== ЗАДАНИЕ A ==
Ответьте по фрагменту о скульптурах Дега:
(i) Какой музей посетили в один из субботних дней?
(ii) Сколько балерин находилось в одном длинном ящике в конце галереи?
(iii) В каких трудных ситуациях, по тексту, время может замедляться?

В один из недавних субботних дней мы с моей женой Сьюзан поехали в город, чтобы посетить Метрополитен-музей, где мы не были с тех пор, как у нас родились сыновья. Там была толпа посетителей, и где-то с час мы гуляли, впитывая всю глубину искусства. Мы ненадолго разделились; Сюзан осматривала работы Моне и Ван Гога, а я проскользнул в боковую галерею, размером не более вагончика, в которой в стеклянных ящичках хранились маленькие скульптурки Дега. Там были бюсты, лошади, фигурка потягивающейся женщины, встающей и вытягивающей руку так, будто она проснулась после долгого сна.
А в конце галереи в одном длинном ящике было два десятка балерин в разных позах. Одна танцовщица изучала свою ступню, другая надевала чулки, третья стояла, вытянув правую ногу вперёд, а руки – за голову. Поза arabesque devant – стоя на одной ноге, наклонившись вперёд, руки вытянуты – будто ребёнок, имитирующий самолёт. Их движения были застывшими, но живыми; мне казалось, что я внезапно зашёл на репетицию и танцовщицы замерли ненадолго, чтобы я смог насладиться их грацией. В какой-то момент группа молодых людей, которые показались мне также танцорами, зашли в галерею. Их инструктор сказал: «Ну-ка, быстро, выберите, кто из них вы?», и каждый из них выбрал одну из поз для подражания – один из ближайших ко мне мужчин вытянул ногу вперёд, упёр руки в бёдра, отодвинув локти назад. «Мне нравится, что ты выбрал эту позу, Джон», – сказал инструктор.
Время летит, когда вы развлекаетесь. Когда вы оказались в трудной ситуации, оно может замедляться – в дорожном происшествии или при падении с крыши, а также искажаться под воздействием одурманивающих веществ, и в зависимости от вещества двигаться быстрее или медленнее. Существует множество менее известных способов управлять течением времени, и учёные постоянно находят новые. К примеру, возьмём две скульптуры Дега: одна выше, вторая ниже.

== ПРЕДОСТАВЛЕННЫЙ ЛИСТИНГ ==
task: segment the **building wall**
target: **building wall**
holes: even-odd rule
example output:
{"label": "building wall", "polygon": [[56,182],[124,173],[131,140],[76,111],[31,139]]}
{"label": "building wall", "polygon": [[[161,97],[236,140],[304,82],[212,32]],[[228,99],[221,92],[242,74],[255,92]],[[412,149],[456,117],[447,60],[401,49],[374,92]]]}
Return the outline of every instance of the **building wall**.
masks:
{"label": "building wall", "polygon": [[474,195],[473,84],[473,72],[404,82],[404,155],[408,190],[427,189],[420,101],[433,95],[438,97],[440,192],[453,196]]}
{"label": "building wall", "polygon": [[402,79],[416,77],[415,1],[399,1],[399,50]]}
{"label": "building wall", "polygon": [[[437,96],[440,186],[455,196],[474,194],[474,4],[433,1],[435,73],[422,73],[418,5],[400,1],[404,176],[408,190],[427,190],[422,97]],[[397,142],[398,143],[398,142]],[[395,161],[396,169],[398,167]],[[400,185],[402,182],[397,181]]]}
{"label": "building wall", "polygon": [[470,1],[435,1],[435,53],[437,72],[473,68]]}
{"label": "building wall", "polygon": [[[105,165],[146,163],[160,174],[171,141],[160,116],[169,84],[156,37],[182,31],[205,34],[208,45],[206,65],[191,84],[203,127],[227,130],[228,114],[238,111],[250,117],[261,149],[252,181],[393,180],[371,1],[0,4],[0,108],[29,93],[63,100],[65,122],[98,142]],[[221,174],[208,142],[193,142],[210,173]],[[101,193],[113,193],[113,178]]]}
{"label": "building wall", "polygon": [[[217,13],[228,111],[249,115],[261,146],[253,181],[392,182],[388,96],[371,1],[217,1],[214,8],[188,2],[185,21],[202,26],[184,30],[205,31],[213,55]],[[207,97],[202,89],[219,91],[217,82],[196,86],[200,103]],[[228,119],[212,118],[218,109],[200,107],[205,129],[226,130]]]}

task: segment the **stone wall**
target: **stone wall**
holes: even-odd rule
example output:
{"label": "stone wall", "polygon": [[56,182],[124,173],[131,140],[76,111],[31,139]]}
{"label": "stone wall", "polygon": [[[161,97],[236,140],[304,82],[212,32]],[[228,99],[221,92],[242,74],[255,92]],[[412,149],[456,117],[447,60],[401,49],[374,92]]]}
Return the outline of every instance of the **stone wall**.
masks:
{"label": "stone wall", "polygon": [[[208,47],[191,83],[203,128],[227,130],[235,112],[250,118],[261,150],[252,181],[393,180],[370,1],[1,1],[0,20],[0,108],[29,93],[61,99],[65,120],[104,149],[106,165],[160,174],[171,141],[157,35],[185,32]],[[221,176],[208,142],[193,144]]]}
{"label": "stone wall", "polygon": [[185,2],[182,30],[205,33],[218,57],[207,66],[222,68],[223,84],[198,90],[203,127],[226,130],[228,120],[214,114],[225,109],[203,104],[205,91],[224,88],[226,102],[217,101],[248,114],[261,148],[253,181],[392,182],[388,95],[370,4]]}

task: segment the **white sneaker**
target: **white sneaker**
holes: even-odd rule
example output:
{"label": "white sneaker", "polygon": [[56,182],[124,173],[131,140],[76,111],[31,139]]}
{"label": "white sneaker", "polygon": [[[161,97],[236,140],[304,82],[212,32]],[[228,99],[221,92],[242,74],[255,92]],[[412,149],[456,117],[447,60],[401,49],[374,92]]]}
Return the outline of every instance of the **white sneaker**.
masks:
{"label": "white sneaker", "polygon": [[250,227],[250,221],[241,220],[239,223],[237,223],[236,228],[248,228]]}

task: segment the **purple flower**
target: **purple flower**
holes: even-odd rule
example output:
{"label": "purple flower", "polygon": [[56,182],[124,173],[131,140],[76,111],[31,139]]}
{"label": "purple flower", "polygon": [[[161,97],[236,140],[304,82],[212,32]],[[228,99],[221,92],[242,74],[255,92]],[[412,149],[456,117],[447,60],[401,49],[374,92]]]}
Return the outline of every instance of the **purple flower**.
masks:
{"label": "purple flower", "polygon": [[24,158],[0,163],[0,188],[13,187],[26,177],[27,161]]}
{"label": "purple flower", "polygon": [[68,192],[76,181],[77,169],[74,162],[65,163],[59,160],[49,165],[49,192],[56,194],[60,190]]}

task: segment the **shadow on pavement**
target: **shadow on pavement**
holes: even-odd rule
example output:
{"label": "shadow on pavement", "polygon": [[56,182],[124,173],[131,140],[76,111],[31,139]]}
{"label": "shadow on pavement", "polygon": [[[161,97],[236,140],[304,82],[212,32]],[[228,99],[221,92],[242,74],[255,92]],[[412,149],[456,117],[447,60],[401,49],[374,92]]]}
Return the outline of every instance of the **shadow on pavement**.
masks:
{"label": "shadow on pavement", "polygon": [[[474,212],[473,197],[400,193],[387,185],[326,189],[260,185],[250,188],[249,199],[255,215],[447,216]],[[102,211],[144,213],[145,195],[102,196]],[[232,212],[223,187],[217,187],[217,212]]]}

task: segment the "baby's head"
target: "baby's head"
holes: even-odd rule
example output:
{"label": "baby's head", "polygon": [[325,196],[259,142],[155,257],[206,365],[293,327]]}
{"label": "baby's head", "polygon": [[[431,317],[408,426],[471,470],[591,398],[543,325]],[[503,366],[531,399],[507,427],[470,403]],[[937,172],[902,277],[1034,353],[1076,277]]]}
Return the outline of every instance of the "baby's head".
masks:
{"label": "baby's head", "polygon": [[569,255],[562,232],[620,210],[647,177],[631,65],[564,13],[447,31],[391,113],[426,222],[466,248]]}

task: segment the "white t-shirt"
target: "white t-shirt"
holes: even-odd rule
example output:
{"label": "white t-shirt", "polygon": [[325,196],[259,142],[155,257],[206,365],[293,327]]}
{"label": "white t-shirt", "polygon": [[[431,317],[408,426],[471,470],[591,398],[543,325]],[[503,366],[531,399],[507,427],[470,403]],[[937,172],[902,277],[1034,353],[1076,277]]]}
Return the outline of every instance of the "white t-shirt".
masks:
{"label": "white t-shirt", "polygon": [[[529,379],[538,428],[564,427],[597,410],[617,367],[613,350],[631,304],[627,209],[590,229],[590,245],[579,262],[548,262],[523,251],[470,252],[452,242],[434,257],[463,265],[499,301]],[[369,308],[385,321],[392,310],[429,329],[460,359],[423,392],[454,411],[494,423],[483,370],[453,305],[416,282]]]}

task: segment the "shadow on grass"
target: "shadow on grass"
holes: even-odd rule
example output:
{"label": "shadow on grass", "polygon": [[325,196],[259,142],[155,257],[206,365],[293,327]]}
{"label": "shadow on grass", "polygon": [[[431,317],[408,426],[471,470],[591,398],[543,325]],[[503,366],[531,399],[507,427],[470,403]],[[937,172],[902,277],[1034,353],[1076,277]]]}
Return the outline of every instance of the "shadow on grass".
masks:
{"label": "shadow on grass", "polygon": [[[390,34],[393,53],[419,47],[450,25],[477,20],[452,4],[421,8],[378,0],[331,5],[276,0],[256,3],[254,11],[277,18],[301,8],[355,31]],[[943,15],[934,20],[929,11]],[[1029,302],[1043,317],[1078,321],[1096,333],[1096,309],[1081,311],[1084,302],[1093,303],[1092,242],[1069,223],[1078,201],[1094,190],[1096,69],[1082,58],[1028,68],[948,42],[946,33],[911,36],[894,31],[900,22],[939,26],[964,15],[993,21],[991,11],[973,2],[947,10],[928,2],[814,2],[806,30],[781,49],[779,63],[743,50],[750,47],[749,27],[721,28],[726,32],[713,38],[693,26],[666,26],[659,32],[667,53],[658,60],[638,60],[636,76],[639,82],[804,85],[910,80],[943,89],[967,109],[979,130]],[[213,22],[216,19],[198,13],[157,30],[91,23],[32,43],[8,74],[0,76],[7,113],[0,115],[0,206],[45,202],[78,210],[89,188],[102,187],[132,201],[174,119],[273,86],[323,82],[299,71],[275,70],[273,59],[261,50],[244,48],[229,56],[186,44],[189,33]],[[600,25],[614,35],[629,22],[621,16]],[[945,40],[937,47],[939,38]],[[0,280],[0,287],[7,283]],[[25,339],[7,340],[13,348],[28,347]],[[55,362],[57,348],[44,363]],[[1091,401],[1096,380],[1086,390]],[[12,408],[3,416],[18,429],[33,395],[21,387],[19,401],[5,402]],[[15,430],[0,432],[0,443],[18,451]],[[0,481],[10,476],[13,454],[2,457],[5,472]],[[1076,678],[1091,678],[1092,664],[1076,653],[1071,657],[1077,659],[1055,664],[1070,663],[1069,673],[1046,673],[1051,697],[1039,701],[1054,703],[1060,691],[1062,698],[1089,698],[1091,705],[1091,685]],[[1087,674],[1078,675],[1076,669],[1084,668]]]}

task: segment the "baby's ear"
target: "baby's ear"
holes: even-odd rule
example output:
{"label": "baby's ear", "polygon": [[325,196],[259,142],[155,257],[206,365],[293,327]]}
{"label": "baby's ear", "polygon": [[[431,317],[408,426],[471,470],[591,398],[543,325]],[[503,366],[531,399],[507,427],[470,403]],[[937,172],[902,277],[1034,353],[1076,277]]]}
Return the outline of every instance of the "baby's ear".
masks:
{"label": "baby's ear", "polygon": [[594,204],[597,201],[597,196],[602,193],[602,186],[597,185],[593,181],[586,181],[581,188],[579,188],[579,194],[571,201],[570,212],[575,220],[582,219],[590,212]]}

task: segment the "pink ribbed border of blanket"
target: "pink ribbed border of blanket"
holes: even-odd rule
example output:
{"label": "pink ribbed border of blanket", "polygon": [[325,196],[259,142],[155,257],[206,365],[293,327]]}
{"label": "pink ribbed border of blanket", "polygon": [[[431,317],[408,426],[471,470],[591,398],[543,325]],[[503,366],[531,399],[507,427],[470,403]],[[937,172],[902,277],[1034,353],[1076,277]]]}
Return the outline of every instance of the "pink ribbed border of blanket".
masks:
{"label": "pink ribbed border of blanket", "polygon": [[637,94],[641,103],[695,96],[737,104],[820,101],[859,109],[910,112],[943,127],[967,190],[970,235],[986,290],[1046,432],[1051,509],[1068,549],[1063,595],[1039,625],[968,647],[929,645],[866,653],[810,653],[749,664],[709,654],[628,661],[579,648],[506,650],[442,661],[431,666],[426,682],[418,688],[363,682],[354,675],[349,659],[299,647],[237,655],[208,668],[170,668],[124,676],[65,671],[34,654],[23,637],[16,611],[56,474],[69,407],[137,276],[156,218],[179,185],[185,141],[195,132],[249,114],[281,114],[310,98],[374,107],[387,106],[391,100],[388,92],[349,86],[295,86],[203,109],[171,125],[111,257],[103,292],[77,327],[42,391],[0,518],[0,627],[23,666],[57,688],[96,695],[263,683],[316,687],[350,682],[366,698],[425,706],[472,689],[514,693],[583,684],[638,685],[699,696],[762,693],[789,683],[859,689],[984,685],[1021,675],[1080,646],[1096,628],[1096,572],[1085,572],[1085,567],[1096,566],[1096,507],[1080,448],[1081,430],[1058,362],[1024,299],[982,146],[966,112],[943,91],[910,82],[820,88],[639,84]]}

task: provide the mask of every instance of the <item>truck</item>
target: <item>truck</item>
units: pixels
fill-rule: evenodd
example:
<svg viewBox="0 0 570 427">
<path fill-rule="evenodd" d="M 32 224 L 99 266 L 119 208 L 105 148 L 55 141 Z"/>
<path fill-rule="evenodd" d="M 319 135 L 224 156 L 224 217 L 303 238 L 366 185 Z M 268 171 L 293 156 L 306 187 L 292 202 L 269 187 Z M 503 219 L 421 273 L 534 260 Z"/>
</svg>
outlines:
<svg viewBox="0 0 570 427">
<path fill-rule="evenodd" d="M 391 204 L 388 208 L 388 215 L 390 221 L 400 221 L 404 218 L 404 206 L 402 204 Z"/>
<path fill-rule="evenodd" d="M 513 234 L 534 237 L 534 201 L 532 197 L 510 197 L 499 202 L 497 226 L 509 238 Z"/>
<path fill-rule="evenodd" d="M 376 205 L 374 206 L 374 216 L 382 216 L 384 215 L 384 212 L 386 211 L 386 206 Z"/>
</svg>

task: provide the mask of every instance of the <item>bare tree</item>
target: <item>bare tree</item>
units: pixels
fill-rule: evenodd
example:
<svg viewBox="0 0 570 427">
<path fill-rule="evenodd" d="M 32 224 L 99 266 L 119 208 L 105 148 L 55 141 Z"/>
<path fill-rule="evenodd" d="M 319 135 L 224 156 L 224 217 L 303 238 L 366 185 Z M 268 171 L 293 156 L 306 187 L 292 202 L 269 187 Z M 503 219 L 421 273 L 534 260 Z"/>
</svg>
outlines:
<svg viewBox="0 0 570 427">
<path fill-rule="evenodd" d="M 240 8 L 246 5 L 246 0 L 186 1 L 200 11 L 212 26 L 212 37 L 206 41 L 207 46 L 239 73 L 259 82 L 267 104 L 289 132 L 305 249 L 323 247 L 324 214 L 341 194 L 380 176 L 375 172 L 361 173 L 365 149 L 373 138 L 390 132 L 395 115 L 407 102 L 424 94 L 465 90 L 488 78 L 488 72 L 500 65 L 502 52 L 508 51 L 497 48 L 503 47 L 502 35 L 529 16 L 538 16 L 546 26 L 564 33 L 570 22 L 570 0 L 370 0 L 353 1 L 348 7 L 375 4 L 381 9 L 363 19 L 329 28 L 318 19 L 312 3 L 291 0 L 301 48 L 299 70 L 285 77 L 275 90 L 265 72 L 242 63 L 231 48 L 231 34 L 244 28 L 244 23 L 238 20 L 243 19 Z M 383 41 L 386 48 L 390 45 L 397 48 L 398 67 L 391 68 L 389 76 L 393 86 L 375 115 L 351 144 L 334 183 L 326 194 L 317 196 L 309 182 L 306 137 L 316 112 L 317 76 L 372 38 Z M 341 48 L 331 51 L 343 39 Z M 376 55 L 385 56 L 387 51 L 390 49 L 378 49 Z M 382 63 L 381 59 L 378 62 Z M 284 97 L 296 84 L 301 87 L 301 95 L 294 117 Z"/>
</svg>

== ЗАДАНИЕ B ==
Приведите в виде JSON-списка строк строки листинга от строки с "task: provide the mask of every instance of the <item>bare" до конца листинга, включая обе границы. Каждой строке соответствует одна строка списка, пустые строки пропустите.

== ОТВЕТ К ЗАДАНИЮ A ==
(i) Метрополитен-музей.
(ii) Два десятка.
(iii) В дорожном происшествии или при падении с крыши.

== ОТВЕТ К ЗАДАНИЮ B ==
[
  "task: provide the mask of every instance of the <item>bare tree</item>",
  "target: <item>bare tree</item>",
  "units: pixels",
  "fill-rule: evenodd",
  "example:",
  "<svg viewBox=\"0 0 570 427\">",
  "<path fill-rule=\"evenodd\" d=\"M 32 224 L 99 266 L 119 208 L 105 148 L 55 141 Z\"/>",
  "<path fill-rule=\"evenodd\" d=\"M 319 135 L 224 156 L 224 217 L 303 238 L 366 185 Z M 268 171 L 293 156 L 306 187 L 292 202 L 269 187 Z M 503 219 L 421 273 L 534 260 Z\"/>",
  "</svg>",
  "outlines:",
  "<svg viewBox=\"0 0 570 427\">",
  "<path fill-rule=\"evenodd\" d=\"M 240 8 L 246 5 L 246 0 L 186 1 L 200 11 L 212 26 L 212 37 L 206 41 L 207 46 L 239 73 L 259 82 L 267 104 L 289 132 L 305 249 L 323 247 L 324 214 L 341 194 L 380 176 L 375 172 L 361 173 L 365 149 L 373 138 L 390 132 L 395 115 L 407 102 L 424 94 L 465 90 L 488 78 L 488 72 L 500 65 L 502 52 L 508 51 L 497 48 L 503 47 L 502 35 L 529 16 L 538 16 L 546 26 L 564 33 L 570 22 L 570 0 L 370 0 L 353 1 L 348 7 L 375 4 L 381 9 L 363 19 L 329 28 L 318 19 L 312 3 L 291 0 L 301 48 L 299 70 L 285 77 L 275 90 L 265 72 L 242 63 L 231 48 L 231 34 L 244 28 L 244 23 L 238 20 L 243 19 Z M 383 41 L 386 48 L 390 45 L 397 48 L 398 67 L 391 68 L 389 76 L 393 86 L 375 115 L 351 144 L 334 183 L 326 194 L 317 196 L 309 182 L 306 137 L 316 112 L 317 76 L 372 38 Z M 341 48 L 331 51 L 343 39 Z M 376 55 L 385 56 L 387 51 L 390 49 L 378 49 Z M 382 63 L 381 59 L 378 62 Z M 284 97 L 296 84 L 301 87 L 301 95 L 294 117 Z\"/>",
  "</svg>"
]